Written task:
Reproduce the records below in full and word for word, excluding pictures.

begin

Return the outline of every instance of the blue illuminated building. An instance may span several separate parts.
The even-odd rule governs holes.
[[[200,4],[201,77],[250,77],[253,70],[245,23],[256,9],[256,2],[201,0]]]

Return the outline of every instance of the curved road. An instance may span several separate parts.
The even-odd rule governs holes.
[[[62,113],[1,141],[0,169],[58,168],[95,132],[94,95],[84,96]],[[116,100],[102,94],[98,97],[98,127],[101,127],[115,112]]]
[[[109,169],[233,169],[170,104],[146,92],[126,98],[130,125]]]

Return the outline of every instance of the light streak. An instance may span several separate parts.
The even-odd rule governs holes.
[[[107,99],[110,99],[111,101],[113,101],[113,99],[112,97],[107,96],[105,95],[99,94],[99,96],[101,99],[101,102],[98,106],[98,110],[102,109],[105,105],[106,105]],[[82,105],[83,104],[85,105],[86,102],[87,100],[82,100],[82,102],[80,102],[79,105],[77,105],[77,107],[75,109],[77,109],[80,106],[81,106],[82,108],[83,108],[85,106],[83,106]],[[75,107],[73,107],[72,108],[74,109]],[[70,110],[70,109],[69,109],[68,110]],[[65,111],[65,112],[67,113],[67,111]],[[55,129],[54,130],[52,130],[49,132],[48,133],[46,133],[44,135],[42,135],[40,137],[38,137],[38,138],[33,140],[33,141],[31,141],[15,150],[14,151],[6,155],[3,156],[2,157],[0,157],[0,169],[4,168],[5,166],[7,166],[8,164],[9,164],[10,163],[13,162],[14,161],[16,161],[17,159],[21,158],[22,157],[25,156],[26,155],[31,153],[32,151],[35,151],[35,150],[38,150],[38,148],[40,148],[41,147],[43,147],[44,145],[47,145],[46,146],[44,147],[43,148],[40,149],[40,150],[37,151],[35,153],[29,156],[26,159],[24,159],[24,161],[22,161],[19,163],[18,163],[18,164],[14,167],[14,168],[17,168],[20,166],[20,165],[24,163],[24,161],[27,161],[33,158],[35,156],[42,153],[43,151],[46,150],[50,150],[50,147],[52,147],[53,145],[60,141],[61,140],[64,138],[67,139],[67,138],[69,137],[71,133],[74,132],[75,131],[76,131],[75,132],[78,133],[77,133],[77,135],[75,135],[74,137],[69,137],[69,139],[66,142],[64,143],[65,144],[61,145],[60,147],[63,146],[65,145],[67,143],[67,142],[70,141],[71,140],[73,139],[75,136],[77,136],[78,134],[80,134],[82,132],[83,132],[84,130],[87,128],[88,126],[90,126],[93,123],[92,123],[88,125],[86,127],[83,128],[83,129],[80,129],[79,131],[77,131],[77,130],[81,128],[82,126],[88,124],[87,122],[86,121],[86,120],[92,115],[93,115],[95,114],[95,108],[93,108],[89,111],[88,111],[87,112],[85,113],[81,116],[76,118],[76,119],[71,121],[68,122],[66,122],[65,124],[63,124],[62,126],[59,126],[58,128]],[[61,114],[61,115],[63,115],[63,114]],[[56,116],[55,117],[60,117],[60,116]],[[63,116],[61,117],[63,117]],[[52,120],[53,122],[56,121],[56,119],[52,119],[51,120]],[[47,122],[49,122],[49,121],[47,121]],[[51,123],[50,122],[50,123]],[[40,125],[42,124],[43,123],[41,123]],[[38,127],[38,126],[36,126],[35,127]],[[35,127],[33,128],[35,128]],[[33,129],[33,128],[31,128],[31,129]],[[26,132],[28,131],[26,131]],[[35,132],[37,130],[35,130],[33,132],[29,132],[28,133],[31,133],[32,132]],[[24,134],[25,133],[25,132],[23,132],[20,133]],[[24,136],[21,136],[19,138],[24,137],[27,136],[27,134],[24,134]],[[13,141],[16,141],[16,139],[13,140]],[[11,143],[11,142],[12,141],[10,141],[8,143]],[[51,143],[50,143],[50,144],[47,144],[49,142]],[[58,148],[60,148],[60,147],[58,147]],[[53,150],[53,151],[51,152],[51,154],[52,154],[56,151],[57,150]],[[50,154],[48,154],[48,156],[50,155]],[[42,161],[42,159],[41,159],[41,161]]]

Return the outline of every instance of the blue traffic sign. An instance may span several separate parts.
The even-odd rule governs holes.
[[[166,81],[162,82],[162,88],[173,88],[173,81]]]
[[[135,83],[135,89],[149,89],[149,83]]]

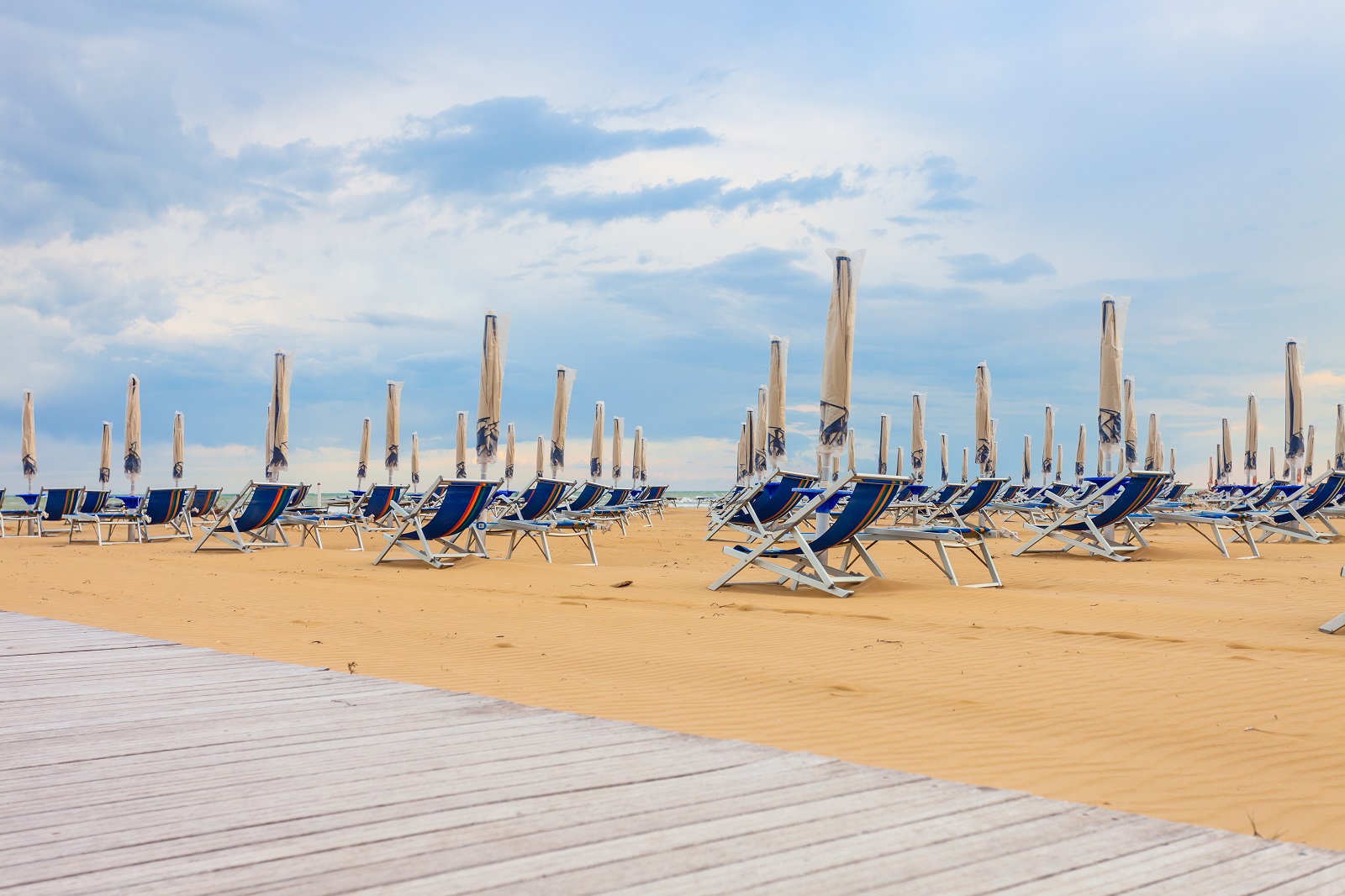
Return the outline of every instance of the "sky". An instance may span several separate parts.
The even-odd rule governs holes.
[[[171,483],[179,410],[187,483],[260,478],[280,350],[286,478],[352,487],[389,379],[404,452],[416,431],[448,474],[486,309],[525,445],[577,370],[572,476],[603,400],[652,480],[726,486],[771,335],[810,470],[829,248],[866,252],[861,470],[880,413],[908,445],[912,391],[960,455],[979,362],[1001,472],[1046,404],[1091,459],[1103,293],[1131,297],[1124,373],[1185,479],[1221,417],[1240,451],[1251,393],[1282,451],[1290,338],[1328,461],[1345,7],[647,5],[0,0],[0,487],[24,389],[40,483],[93,484],[129,374],[143,484]]]

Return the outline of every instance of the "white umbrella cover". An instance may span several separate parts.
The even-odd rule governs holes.
[[[850,373],[854,359],[854,292],[863,268],[863,252],[829,249],[831,257],[831,301],[822,348],[822,421],[818,449],[835,456],[845,448],[850,428]]]
[[[776,470],[784,463],[784,386],[788,374],[790,340],[771,336],[771,377],[765,398],[765,452]]]

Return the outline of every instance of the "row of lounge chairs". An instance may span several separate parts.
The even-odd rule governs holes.
[[[990,573],[990,581],[971,587],[999,587],[987,539],[1021,541],[1014,556],[1079,550],[1124,561],[1149,545],[1146,531],[1167,525],[1189,526],[1202,535],[1209,530],[1206,539],[1224,557],[1229,557],[1227,534],[1245,542],[1252,558],[1260,556],[1258,544],[1270,539],[1325,544],[1338,535],[1332,519],[1345,517],[1345,472],[1250,494],[1186,492],[1186,484],[1163,471],[1128,471],[1079,487],[1025,488],[983,478],[933,492],[901,476],[851,472],[819,488],[816,476],[777,472],[712,502],[705,539],[734,544],[724,548],[733,566],[710,589],[748,584],[740,574],[756,568],[769,572],[773,584],[849,596],[847,585],[882,577],[872,553],[881,542],[912,546],[952,585],[960,583],[948,548],[967,549]],[[829,521],[826,527],[814,525],[818,518]],[[933,554],[923,545],[932,546]],[[829,560],[833,550],[843,552],[837,564]],[[868,574],[855,572],[859,564]]]

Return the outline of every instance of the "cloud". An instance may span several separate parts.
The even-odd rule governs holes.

end

Result of the exercise:
Return the outline of every instance of the blue illuminated building. An instance may span several separate parts.
The even-odd rule governs holes.
[[[200,4],[201,77],[250,77],[253,70],[245,23],[256,9],[256,2],[201,0]]]

Return the outline of every instance of the curved road. An instance may span several separate parts.
The even-odd rule governs holes.
[[[62,113],[1,141],[0,169],[58,168],[95,132],[94,95],[84,96]],[[116,100],[102,94],[98,97],[98,127],[101,127],[115,112]]]
[[[109,169],[233,169],[170,104],[146,92],[126,98],[130,125]]]

Return the outline of every instance of the light streak. An instance may span several separate parts.
The even-odd rule governs holes.
[[[107,99],[110,99],[111,101],[113,101],[113,99],[112,97],[107,96],[105,95],[99,94],[99,96],[101,99],[101,102],[98,106],[98,110],[102,109],[105,105],[106,105]],[[82,105],[83,104],[85,105],[86,102],[87,100],[82,100],[82,102],[80,102],[79,105],[77,105],[77,107],[75,109],[77,109],[80,106],[81,106],[82,108],[83,108],[85,106],[83,106]],[[75,107],[73,107],[72,108],[74,109]],[[70,110],[70,109],[69,109],[68,110]],[[65,111],[65,112],[67,113],[67,111]],[[55,129],[54,130],[52,130],[49,132],[48,133],[46,133],[44,135],[42,135],[40,137],[38,137],[38,138],[33,140],[33,141],[31,141],[15,150],[14,151],[6,155],[3,156],[2,157],[0,157],[0,169],[4,168],[5,166],[7,166],[8,164],[9,164],[10,163],[13,162],[14,161],[16,161],[17,159],[21,158],[22,157],[25,156],[26,155],[31,153],[32,151],[35,151],[35,150],[38,150],[38,148],[40,148],[41,147],[43,147],[44,145],[47,145],[46,146],[44,147],[43,148],[40,149],[40,150],[37,151],[35,153],[29,156],[26,159],[24,159],[24,161],[22,161],[19,163],[18,163],[18,164],[14,167],[14,168],[17,168],[20,166],[20,165],[24,163],[24,161],[27,161],[33,158],[35,156],[42,153],[43,151],[46,150],[50,150],[50,147],[52,147],[53,145],[60,141],[61,140],[64,138],[67,139],[67,138],[69,137],[71,133],[74,132],[75,131],[76,131],[75,132],[78,133],[77,133],[77,135],[75,135],[74,137],[69,137],[69,139],[66,142],[64,143],[65,144],[61,145],[60,147],[63,146],[65,145],[67,143],[67,142],[70,141],[71,140],[73,139],[75,136],[77,136],[78,134],[80,134],[82,132],[83,132],[84,130],[87,128],[88,126],[90,126],[93,123],[92,123],[88,125],[86,127],[83,128],[83,129],[80,129],[79,131],[77,131],[77,130],[81,128],[82,126],[88,124],[87,122],[86,121],[86,120],[92,115],[93,115],[95,114],[95,108],[93,108],[89,111],[88,111],[87,112],[85,113],[81,116],[76,118],[76,119],[71,121],[68,122],[66,122],[65,124],[63,124],[62,126],[59,126],[58,128]],[[61,114],[61,115],[63,115],[63,114]],[[56,116],[55,117],[60,117],[60,116]],[[63,116],[61,117],[63,117]],[[52,120],[53,122],[56,121],[56,119],[52,119],[51,120]],[[47,122],[49,122],[49,121],[47,121]],[[51,123],[50,122],[50,123]],[[40,125],[42,124],[43,123],[41,123]],[[38,127],[38,126],[36,126],[35,127]],[[35,127],[33,128],[35,128]],[[33,129],[33,128],[31,128],[31,129]],[[26,132],[28,131],[26,131]],[[35,132],[37,130],[35,130],[33,132],[29,132],[28,133],[31,133],[32,132]],[[24,134],[25,133],[25,132],[23,132],[20,133]],[[24,136],[21,136],[19,138],[24,137],[27,136],[27,134],[24,134]],[[13,141],[16,141],[16,139],[13,140]],[[11,143],[11,142],[12,141],[10,141],[8,143]],[[51,143],[50,143],[50,144],[47,144],[49,142]],[[58,148],[60,148],[60,147],[58,147]],[[53,150],[53,151],[51,152],[51,154],[52,154],[56,151],[57,150]],[[50,154],[48,154],[48,156],[50,155]],[[42,161],[42,159],[41,159],[41,161]]]

Return the outline of every instance of the blue traffic sign. An instance may span several separate parts.
The even-odd rule governs holes.
[[[166,81],[162,82],[162,88],[173,88],[173,81]]]
[[[135,83],[135,89],[149,89],[149,83]]]

Return the outline of every instance of the "sky". An instance may span several separate parts.
The even-odd rule governs holes.
[[[171,483],[179,410],[187,483],[260,478],[280,350],[286,478],[352,487],[389,379],[404,452],[416,431],[448,474],[486,309],[525,445],[577,370],[572,476],[603,400],[652,480],[726,486],[771,335],[810,470],[829,248],[866,252],[861,470],[880,413],[908,445],[912,391],[960,455],[979,362],[1001,472],[1046,404],[1091,459],[1103,293],[1131,297],[1124,373],[1185,479],[1221,417],[1240,451],[1251,393],[1282,451],[1290,338],[1328,461],[1345,7],[647,5],[0,0],[0,487],[24,389],[40,483],[93,484],[129,374],[143,484]]]

Return the outline of every instance of the "white umbrella cover". An instance may span several separate parts.
The even-odd rule governs holes.
[[[850,373],[854,359],[854,292],[863,268],[863,252],[829,249],[831,257],[831,301],[822,348],[822,421],[818,449],[835,456],[845,448],[850,428]]]
[[[776,470],[784,463],[784,386],[788,374],[790,340],[771,336],[771,377],[765,398],[765,452]]]

Return the outline of every instance of the "row of lounge chairs". An instance may span several separate parts.
The even-odd rule governs holes.
[[[990,573],[990,581],[971,587],[999,587],[987,539],[1021,541],[1014,556],[1079,550],[1124,561],[1149,545],[1146,531],[1167,525],[1189,526],[1202,535],[1209,530],[1206,539],[1224,557],[1229,557],[1227,534],[1245,542],[1252,558],[1260,556],[1258,544],[1270,539],[1325,544],[1338,535],[1332,519],[1345,517],[1345,472],[1250,494],[1186,492],[1186,484],[1163,471],[1128,471],[1079,487],[1025,488],[983,478],[933,492],[901,476],[851,472],[819,488],[816,476],[777,472],[712,502],[705,539],[734,544],[724,548],[733,566],[710,589],[748,584],[740,574],[756,568],[769,572],[773,584],[849,596],[847,585],[882,577],[872,553],[881,542],[912,546],[952,585],[960,583],[948,548],[967,549]],[[829,521],[826,527],[814,525],[818,518]],[[933,554],[923,545],[932,546]],[[829,560],[833,550],[843,552],[837,564]],[[868,574],[855,572],[859,564]]]

Return the outline of every instance of the "cloud". An instance may span several separate parts.
The even-odd rule governs holes.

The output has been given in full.